[Start of Attachment]
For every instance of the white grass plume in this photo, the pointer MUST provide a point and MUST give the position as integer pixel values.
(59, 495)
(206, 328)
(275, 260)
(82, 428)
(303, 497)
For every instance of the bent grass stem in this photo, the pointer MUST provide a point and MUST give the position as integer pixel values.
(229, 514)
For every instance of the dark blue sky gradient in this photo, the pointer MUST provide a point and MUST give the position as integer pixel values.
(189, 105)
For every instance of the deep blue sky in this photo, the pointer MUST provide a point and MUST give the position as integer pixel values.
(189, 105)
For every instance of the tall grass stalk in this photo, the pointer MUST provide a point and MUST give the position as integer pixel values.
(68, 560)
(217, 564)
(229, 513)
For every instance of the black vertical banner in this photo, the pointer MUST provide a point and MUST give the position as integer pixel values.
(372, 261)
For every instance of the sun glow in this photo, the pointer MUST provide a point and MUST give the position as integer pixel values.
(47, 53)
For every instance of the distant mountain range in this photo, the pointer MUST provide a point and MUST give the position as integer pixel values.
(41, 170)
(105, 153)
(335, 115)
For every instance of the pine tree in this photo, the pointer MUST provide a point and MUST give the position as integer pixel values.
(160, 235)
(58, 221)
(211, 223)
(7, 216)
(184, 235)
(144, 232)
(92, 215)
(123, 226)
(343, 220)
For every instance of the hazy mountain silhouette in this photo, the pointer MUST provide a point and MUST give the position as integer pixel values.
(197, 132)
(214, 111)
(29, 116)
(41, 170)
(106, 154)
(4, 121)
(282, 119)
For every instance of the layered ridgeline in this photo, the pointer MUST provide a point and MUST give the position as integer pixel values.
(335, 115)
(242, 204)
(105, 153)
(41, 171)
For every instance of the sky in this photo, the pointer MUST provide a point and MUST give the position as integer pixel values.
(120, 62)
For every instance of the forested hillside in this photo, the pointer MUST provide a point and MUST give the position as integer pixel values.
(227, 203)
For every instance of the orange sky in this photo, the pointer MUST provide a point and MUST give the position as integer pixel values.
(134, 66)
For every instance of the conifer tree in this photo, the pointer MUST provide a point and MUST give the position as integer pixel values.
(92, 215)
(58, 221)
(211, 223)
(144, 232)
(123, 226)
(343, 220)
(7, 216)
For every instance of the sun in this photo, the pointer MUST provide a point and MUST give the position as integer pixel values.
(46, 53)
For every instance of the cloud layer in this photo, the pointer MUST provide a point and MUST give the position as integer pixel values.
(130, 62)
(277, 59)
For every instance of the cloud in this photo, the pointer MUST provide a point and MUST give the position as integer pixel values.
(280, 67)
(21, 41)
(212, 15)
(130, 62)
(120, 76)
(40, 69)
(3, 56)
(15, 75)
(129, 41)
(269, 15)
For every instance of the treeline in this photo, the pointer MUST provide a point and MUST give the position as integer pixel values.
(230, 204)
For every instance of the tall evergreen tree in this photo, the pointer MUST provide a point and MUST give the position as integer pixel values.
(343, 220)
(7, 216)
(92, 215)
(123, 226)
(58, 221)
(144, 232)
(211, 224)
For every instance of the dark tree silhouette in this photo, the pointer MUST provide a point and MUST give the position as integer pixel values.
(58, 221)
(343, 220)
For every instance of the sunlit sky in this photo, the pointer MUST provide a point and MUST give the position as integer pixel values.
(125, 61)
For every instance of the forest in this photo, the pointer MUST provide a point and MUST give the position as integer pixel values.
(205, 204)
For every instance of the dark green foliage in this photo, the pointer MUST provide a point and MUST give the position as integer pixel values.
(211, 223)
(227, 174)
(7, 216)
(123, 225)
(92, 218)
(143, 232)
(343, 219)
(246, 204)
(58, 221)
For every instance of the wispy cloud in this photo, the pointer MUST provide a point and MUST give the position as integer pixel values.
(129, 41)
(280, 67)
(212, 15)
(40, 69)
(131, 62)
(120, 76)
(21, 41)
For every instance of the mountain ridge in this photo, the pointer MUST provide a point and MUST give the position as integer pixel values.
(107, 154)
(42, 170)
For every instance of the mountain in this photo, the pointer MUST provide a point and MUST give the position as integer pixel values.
[End of Attachment]
Exercise aim - An exact reproduction of the data is required. Leave nothing out.

Exercise response -
For every instance of the white grass plume in this photo, the pointer MUST provide a point and MUST give the position as integer pixel values.
(59, 495)
(206, 328)
(275, 260)
(82, 428)
(303, 497)
For every instance of the bent grass stem in this photo, the pointer MUST provide a point and MUST give the position as integer pixel values.
(229, 514)
For every instance of the dark blue sky gradient in this photo, the pointer MUST provide a point and MUST give the position as integer pixel values.
(189, 105)
For every instance of the deep blue sky in this photo, the pointer MUST provide a point and MUST give the position as integer pixel values.
(189, 105)
For every instance of the tall grass stalk in this photo, the pointer MUST provide a point and MUST give the position as integer pixel values.
(68, 560)
(217, 564)
(229, 513)
For every instance of the black vertical banner in this photo, the pointer MUST provide a point and MUST give the position as integer pixel values.
(372, 261)
For every instance of the sun glow in this photo, the pointer MUST provide a point and MUST give the position as integer pixel values.
(47, 53)
For every instance of the distant mountain range in this photo, the pointer MUST provide a point and MUST give the position as integer pixel values.
(41, 170)
(105, 153)
(335, 115)
For every instance of the pine tree in this photo, the pointer MUST provide a point and MUST give the position as integer pixel values.
(160, 235)
(58, 221)
(211, 223)
(7, 216)
(184, 235)
(144, 232)
(92, 215)
(123, 226)
(343, 220)
For every instance of the hazy mountain silhouette in this photo, the pointer MUST provide a point and MUST give the position as integer pixel values.
(197, 132)
(214, 111)
(29, 116)
(41, 170)
(106, 154)
(4, 121)
(282, 119)
For every instance of the layered ridgeline in this photo, the pointer MUST provide a point and MUST give the position as integer pixel values.
(335, 115)
(242, 204)
(105, 153)
(41, 171)
For every instance of the sky in this photo, the pointer MUST provide a point and MUST give the position as integer pixel values.
(120, 62)
For every instance of the forested hillside in this photo, the pointer MUST provide a point and MUST give the position as integer pixel values.
(227, 203)
For every instance of the orange sky in this photo, the pointer MUST provide a point and MUST give the position as integer pixel values.
(134, 66)
For every instance of the conifer tree in this photo, the pointer MUST provide a point and MUST give the position as integer pixel values.
(92, 215)
(58, 221)
(211, 223)
(144, 232)
(123, 226)
(343, 220)
(7, 216)
For every instance of the sun in this photo, the pointer MUST provide a point and MUST give the position as integer pixel values.
(46, 53)
For every instance of the cloud layer in this photo, the pointer MUST provide a point and MUST give the position as integer pixel values.
(130, 62)
(277, 59)
For every instance of the cloud in this photo, the pointer MUST provide a point and MUST give the position as integer pixel values.
(280, 67)
(21, 41)
(212, 15)
(130, 62)
(120, 76)
(40, 69)
(3, 56)
(15, 75)
(129, 41)
(269, 15)
For every instance of the treeline in this photo, the pointer MUST provide a point and MUST give the position as integer pixel values.
(230, 204)
For every instance of the tall evergreen tree in this photo, the pointer MUST provide a point and MUST give the position as integer pixel values.
(343, 220)
(7, 216)
(92, 215)
(123, 226)
(58, 221)
(144, 232)
(211, 224)
For every instance of the dark tree silhouette in this photo, the pointer MUST provide a point and MUST give the position as integer pixel values.
(58, 221)
(343, 220)
For every instance of the sunlit sky in this photo, the pointer MUST provide a point and MUST give the position as integer pixel values.
(125, 61)
For every instance of the forest in this photo, the pointer MUST provide a point and MUST give the position as integer pixel values.
(205, 204)
For every instance of the dark green foliage in this photo, the pointer MUST provide a point and MUST give the position as integer pixel values.
(211, 223)
(227, 174)
(7, 216)
(123, 225)
(92, 218)
(143, 232)
(343, 219)
(246, 204)
(58, 221)
For every instance of the wispy cloud in this photo, the pointer MUST provide a point and MUST give the position as integer pixel values.
(129, 41)
(280, 67)
(212, 15)
(40, 69)
(131, 62)
(120, 76)
(21, 41)
For every instance of the mountain ridge in this photo, the pointer MUST provide a point and MUST give the position as integer pixel values.
(107, 154)
(42, 170)
For every instance of the mountain in this photo, the pointer MUST provide a point and MUST give the position as integer pixel values.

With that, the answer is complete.